GIVEN DATA START
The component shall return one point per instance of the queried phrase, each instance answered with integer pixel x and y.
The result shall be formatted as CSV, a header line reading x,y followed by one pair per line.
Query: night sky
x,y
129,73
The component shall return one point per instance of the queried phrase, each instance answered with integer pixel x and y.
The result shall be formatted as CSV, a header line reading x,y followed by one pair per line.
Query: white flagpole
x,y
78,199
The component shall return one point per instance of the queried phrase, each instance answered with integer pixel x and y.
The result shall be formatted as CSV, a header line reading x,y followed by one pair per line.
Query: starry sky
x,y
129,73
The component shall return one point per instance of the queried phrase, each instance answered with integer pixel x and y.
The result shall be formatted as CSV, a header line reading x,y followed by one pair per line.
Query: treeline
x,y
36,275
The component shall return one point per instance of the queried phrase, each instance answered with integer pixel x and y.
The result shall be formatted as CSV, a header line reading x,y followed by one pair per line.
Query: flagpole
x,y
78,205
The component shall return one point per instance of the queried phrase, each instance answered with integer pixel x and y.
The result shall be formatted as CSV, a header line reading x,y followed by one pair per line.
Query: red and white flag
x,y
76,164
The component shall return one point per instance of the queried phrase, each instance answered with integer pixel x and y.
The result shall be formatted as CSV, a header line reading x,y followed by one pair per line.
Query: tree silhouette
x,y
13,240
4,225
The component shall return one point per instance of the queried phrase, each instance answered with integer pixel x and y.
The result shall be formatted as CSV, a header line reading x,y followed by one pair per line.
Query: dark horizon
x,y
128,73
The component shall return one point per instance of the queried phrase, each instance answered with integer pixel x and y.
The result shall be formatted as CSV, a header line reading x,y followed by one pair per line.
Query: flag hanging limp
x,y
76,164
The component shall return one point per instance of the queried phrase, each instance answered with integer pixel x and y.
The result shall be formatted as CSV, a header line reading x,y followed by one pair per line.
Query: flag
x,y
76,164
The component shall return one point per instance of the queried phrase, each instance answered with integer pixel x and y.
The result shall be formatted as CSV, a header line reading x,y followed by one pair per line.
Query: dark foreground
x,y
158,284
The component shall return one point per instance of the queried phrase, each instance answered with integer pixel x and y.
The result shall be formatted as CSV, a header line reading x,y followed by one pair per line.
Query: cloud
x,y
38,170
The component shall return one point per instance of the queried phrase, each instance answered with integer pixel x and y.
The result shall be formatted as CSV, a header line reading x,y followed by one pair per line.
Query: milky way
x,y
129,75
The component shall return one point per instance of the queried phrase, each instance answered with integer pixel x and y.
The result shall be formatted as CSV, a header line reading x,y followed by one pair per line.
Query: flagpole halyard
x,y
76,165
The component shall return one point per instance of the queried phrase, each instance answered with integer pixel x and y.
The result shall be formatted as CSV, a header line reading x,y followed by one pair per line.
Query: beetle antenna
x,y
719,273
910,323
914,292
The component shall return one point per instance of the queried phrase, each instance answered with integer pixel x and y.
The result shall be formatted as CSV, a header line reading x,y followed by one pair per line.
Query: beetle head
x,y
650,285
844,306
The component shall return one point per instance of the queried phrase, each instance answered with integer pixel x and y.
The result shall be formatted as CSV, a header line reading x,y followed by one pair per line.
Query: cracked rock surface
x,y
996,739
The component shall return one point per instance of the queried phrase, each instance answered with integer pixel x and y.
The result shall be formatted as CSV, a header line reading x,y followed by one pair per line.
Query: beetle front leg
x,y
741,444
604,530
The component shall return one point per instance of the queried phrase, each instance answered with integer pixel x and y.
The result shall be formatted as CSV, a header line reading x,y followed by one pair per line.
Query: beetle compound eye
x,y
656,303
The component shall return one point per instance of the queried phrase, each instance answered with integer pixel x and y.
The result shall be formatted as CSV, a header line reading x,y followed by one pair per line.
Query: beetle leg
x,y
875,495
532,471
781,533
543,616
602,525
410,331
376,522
GIVEN DATA END
YOUR INSTRUCTIONS
When you reach the end of the data, write every line out again verbatim.

RESPONSE
The component shall return one point per instance of the queried phrase, each instance answered with integer pixel x and y.
The result shall be formatted as CSV, a header line reading x,y followed by one pair per line.
Query: night sky
x,y
129,73
The component shall return one point per instance of the queried phrase, each instance answered with integer pixel x and y.
The result shall be formatted as CSV, a header line reading x,y followed by one pair per line.
Query: white flagpole
x,y
78,199
The component shall return one point per instance of the queried phrase, each instance answered with integer pixel x and y.
The result shall be formatted as CSV, a header line reading x,y followed by one pair per line.
Query: starry sky
x,y
129,73
The component shall return one point per instance of the queried phrase, each instance answered with integer pixel x and y.
The result shall be formatted as CSV, a header line reading x,y followed by one pair per line.
Query: treeline
x,y
36,275
The component shall return one point per instance of the queried phrase, each instance answered with integer pixel x and y.
The result shall be formatted as CSV, a header line reading x,y followed by one pair per line.
Query: flagpole
x,y
78,205
The component shall return one point per instance of the queried phrase, each instance answered with integer pixel x and y.
The result shall be formatted as CSV, a header line reading x,y followed by one pair per line.
Query: red and white flag
x,y
76,164
The component shall return one point per instance of the queried phrase, each instance answered with integer pixel x and y.
The result shall be formatted as CSV, a header line reading x,y followed by one pair per line.
Query: tree silhouette
x,y
13,240
4,225
The component shall return one point per instance of the queried phrase, each instance answered with integer pixel x and y.
The result shall be formatted as CSV, a header line reading x,y followed by one pair per line.
Query: dark horizon
x,y
128,73
The component shall return one point per instance of the queried phrase, each instance answered with integer pixel x and y.
The result shall be formatted as CSV, a header line reading x,y followed by one pair per line.
Query: flag hanging limp
x,y
76,164
The component shall return one point per instance of the queried phrase, each instance answered with integer pixel x and y.
The result shall be formatted as CSV, a header line reading x,y followed by one pair per line.
Query: flag
x,y
76,164
The component shall return one point per instance of the queried phrase, each instance answered with integer pixel x and y.
The result shall be formatted as CSV, a header line reading x,y followed by one pair per line.
Query: dark foreground
x,y
158,284
The component shall return one point per instance of the queried phrase, each instance answered with integer pixel x and y.
The result shall be formatted as CSV, a header line reading x,y followed by one pair per line.
Query: cloud
x,y
38,170
The component shall return one point per instance of the queried phrase, each instance answered with integer pixel x and y.
The result shall be formatted as CSV, a header line reading x,y followed by one pair per line.
Query: milky way
x,y
129,75
The component shall return one point per instance of the queried phrase, each instance answered with integer pixel x and y.
The result shall be formatted as CSV, a header line reading x,y followed by one pair per line.
Query: flagpole halyard
x,y
76,165
The component shall return one point per instance of the queried phrase, each instance answered with integer pixel x and y.
The result shall be formatted as CSV, a header line reading x,y followed by one pair per line.
Query: beetle antenna
x,y
719,273
910,323
914,292
The component shall return one point per instance of the queried phrase, each instance answered with integer pixel x and y.
The result shall be formatted as CSV, a header line reading x,y followed by one pair per line.
Query: beetle head
x,y
650,285
844,306
The component shall return one point per instance of the queried phrase, each instance answered with integer pixel x and y.
The result shall be formatted as CSV, a header line reading x,y followed by one pair per line.
Query: cracked rock surface
x,y
996,739
The component shall return one point per instance of the queried phrase, each instance answered with integer pixel x and y.
The result shall be formatted as CSV, a header line reading x,y followed by one pair per line.
Query: beetle front leg
x,y
741,444
604,530
The component shall return one point per instance of the queried phrase, each instance answered with integer pixel x and y.
The result shall be formatted as CSV, a header line reading x,y followed by one pair per line.
Query: beetle compound eye
x,y
656,303
The component shall return one point per instance of the queried phrase, each instance answered with integer pixel x and y.
The result shall be formatted as CSV, a header line reading x,y followed by one pair per line.
Query: beetle leg
x,y
875,495
532,471
781,533
543,616
602,525
410,331
376,522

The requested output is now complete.